* [短い課題 A] 以下の行から、文字列「shoe」を含むものをすべて集めなさい。大文字と小文字は区別すること。

* [文書]
^^^^
地盤分野における物性値補間手法とモデル作成

建設ビジネス推進部 CIM推進課 吉田 哲也

[2021/01/29]

国交省はICTを用いた建設生産システム全体の生産性向上を目的としたi-Constructionを進めています。i-Constructionの中で、中心となる役割がBIM/CIMモデルです。BIM/CIMモデルとは、構造物や地盤などの形状を表した3次元モデルに属性情報(名称、物性値、形状情報など)が付与されたものです。これまでの2次元図面中心であった作業を3次元モデル(BIM/CIMモデル)中心の作業にすることで、建設・土木分野全体の生産性の向上を図ります。

上記を背景として、様々なデータを3次元モデル化する取り組みがなされています。ここで、地盤分野について考えてみます。地盤分野で取得されるデータは測定値としてサンプリングされたものが多く、3次元の「座標値」と「物性値(測定値)」をセットとした形式のデータとして表現できます。そのため、地盤全体のモデルを表現するためにはサンプリングされたデータから地盤全体を補間する機能が必要になります。

CTCが取り扱っている3次元地盤・地質モデル作成ソフトウェアGEORAMAではボーリング等の境界から地盤全体の境界面を補間し、地盤・地質モデルを作成する機能はありましたが、物性値を補間し、3次元の物性モデルを作成する機能はありませんでした。GEORAMAのバージョン2021ではこれを新たに物性値補間機能として実装しています。
^^^^
* [提供された行]
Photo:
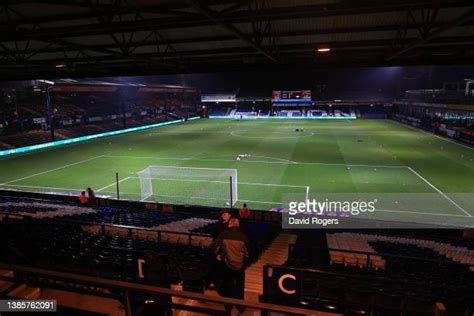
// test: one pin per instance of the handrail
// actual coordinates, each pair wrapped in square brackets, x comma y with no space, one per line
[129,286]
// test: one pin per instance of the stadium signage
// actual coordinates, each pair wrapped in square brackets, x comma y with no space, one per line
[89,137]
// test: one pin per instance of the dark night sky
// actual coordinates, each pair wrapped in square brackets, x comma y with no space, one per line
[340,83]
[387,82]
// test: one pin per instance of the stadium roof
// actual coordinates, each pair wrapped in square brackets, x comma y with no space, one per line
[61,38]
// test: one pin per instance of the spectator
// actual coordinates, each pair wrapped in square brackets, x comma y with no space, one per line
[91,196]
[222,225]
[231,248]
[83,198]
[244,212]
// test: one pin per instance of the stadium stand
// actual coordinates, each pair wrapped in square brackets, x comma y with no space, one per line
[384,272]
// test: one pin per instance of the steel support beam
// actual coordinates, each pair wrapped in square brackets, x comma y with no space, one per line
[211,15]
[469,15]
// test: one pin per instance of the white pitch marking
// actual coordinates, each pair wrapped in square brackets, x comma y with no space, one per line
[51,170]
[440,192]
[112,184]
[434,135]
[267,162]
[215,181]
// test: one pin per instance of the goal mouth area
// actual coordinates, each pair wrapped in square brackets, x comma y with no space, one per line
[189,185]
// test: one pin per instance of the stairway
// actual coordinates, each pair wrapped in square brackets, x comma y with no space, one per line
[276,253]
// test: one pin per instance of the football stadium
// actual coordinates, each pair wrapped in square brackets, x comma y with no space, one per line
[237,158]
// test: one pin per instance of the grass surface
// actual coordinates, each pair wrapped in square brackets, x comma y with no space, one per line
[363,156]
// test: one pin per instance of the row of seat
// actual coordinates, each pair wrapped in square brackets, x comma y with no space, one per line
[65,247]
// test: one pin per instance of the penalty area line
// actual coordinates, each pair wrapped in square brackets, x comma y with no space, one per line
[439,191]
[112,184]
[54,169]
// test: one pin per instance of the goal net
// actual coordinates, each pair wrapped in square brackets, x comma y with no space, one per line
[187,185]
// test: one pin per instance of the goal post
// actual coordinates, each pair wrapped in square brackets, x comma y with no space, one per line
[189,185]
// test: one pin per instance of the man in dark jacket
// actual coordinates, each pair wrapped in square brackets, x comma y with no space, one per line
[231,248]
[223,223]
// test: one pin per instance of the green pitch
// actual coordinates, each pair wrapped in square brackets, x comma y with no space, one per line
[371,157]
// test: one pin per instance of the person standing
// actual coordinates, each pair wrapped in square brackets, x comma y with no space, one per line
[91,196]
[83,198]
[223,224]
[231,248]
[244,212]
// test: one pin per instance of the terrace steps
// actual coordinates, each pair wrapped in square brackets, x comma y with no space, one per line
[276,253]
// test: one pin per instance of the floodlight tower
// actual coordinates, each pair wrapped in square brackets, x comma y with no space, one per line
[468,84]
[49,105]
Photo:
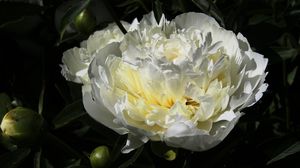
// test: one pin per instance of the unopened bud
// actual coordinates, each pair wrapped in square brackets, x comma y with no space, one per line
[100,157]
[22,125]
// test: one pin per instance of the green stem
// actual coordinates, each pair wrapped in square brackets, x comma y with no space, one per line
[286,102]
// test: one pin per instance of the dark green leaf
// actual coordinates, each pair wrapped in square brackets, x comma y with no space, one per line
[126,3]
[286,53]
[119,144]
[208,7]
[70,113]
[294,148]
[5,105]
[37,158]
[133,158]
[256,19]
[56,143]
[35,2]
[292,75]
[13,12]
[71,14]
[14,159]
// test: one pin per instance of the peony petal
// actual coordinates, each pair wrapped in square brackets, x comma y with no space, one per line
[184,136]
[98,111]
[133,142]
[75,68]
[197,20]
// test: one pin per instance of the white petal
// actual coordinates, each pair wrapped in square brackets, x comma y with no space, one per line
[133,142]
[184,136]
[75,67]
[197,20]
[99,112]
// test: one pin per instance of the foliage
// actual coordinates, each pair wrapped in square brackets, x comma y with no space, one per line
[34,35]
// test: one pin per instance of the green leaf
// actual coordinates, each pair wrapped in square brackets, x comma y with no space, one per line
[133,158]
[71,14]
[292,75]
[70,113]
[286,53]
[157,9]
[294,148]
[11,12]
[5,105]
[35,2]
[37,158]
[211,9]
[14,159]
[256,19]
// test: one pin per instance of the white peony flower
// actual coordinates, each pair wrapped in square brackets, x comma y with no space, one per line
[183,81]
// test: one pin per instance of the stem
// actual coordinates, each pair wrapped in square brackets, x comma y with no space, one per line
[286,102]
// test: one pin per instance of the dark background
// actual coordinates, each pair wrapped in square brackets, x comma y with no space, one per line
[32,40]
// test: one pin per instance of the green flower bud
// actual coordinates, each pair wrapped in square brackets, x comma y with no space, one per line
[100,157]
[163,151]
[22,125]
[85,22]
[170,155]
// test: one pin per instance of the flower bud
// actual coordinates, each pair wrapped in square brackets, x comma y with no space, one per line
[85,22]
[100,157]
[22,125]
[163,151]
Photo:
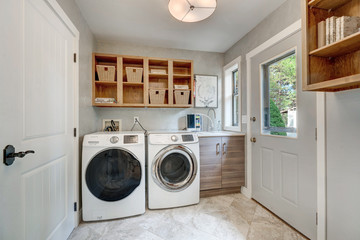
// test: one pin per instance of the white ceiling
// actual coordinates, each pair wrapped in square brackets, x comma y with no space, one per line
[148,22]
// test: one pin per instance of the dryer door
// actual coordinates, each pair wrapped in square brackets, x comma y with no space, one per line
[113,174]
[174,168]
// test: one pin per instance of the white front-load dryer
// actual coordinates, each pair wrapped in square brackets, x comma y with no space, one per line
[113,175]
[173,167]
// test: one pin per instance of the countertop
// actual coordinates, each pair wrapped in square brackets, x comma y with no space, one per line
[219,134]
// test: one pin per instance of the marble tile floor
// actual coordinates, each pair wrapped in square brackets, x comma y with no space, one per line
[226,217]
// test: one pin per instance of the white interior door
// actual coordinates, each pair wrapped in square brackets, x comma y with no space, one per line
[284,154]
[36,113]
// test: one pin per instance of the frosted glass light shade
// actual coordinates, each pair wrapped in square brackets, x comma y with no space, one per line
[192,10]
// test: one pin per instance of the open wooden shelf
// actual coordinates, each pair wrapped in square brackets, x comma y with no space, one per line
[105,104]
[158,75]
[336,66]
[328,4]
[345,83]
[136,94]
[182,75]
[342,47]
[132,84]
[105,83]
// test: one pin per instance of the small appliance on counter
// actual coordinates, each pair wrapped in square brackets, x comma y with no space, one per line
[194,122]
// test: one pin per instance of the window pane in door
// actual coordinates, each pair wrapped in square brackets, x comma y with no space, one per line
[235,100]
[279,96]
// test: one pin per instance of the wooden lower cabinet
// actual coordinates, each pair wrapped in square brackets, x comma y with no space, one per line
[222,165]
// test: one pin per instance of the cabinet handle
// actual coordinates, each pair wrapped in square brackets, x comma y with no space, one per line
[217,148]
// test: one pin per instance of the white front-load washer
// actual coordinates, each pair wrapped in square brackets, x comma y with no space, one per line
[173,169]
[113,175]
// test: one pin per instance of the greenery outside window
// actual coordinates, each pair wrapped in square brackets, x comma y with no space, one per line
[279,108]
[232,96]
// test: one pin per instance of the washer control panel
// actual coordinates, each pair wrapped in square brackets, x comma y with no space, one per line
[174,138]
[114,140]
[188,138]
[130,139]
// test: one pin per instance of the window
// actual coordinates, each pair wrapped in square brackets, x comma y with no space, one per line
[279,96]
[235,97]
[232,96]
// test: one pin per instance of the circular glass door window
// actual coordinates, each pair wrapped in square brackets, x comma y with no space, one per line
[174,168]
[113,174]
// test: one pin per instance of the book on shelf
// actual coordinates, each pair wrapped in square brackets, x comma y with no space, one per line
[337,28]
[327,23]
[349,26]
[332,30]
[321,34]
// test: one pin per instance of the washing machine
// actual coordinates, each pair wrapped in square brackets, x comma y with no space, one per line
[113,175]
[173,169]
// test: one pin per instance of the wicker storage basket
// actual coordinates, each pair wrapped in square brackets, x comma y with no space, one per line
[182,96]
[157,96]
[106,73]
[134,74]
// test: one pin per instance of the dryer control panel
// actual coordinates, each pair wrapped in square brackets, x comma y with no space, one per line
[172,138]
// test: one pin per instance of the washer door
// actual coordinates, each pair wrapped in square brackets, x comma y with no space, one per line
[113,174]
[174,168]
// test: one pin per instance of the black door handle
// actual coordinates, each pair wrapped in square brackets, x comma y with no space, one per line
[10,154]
^^^^
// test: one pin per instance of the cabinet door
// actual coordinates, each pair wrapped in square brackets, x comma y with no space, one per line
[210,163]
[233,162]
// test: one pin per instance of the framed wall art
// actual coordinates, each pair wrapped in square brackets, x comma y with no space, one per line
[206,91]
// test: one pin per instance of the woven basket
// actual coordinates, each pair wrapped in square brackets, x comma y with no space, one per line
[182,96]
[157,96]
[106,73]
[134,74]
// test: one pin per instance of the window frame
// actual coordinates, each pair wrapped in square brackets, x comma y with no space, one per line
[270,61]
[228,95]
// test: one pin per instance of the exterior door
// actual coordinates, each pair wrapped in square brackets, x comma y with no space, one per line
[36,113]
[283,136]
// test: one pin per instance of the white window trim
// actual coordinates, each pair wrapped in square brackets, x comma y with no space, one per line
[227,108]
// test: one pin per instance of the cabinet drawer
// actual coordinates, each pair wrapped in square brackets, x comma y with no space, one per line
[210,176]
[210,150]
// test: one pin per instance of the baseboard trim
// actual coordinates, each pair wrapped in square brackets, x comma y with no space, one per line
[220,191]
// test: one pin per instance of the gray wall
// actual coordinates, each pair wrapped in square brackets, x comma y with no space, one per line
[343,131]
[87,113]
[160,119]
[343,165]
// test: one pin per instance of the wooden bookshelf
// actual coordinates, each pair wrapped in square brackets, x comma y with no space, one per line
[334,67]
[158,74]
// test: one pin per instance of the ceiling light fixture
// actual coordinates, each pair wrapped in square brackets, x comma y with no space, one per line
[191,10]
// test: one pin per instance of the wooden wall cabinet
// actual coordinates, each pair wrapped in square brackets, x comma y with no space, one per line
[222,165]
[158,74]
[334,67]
^^^^
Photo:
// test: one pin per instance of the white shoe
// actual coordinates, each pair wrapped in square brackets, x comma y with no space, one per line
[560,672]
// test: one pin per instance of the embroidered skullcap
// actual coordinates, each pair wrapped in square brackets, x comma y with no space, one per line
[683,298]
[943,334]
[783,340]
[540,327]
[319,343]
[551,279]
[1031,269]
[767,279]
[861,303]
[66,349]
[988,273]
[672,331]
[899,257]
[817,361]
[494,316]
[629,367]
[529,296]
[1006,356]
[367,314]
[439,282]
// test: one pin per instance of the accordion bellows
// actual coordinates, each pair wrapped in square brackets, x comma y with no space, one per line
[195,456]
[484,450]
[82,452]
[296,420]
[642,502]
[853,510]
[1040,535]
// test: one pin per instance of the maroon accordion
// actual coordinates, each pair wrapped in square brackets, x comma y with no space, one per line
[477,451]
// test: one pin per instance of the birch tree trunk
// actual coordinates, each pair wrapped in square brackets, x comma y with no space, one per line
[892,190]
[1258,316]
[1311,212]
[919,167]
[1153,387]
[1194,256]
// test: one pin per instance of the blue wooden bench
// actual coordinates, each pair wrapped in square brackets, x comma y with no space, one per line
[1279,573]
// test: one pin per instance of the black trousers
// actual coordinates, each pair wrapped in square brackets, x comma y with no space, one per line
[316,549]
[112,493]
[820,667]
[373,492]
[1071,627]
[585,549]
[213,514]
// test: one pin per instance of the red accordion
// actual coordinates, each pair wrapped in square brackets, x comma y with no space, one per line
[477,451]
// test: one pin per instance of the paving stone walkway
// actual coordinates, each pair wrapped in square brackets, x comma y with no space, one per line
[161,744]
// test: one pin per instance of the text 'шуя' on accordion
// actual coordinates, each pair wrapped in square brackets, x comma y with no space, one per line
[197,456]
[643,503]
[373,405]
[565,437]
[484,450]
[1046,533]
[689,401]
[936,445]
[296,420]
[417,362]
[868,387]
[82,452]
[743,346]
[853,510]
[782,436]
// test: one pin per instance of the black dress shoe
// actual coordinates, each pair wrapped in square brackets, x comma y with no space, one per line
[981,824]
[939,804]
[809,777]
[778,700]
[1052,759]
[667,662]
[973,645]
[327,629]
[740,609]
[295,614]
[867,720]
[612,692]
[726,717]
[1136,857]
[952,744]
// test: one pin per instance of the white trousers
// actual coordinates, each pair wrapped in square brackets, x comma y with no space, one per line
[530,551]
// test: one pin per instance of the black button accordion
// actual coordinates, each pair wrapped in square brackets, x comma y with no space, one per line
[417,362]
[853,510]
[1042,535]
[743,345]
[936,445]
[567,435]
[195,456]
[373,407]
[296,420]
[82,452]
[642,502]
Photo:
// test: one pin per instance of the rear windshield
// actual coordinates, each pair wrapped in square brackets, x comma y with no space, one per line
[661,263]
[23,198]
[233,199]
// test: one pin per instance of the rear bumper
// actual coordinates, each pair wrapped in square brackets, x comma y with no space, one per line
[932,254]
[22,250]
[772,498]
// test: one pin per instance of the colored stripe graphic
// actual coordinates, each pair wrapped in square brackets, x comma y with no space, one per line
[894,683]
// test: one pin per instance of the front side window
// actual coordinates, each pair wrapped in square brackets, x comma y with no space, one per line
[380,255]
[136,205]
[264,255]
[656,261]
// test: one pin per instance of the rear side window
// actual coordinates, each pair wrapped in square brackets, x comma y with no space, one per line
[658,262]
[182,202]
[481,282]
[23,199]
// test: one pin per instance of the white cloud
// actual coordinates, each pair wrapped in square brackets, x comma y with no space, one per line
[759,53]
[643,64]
^^^^
* [短い課題 B] 地盤の物性値補間に関する文書で、属性情報の例として括弧内に挙げられている項目をすべて書き出しなさい。

* [解答例 A]
// test: one pin per instance of the white shoe
// test: one pin per instance of the black dress shoe

* [解答例 B] 名称、物性値、形状情報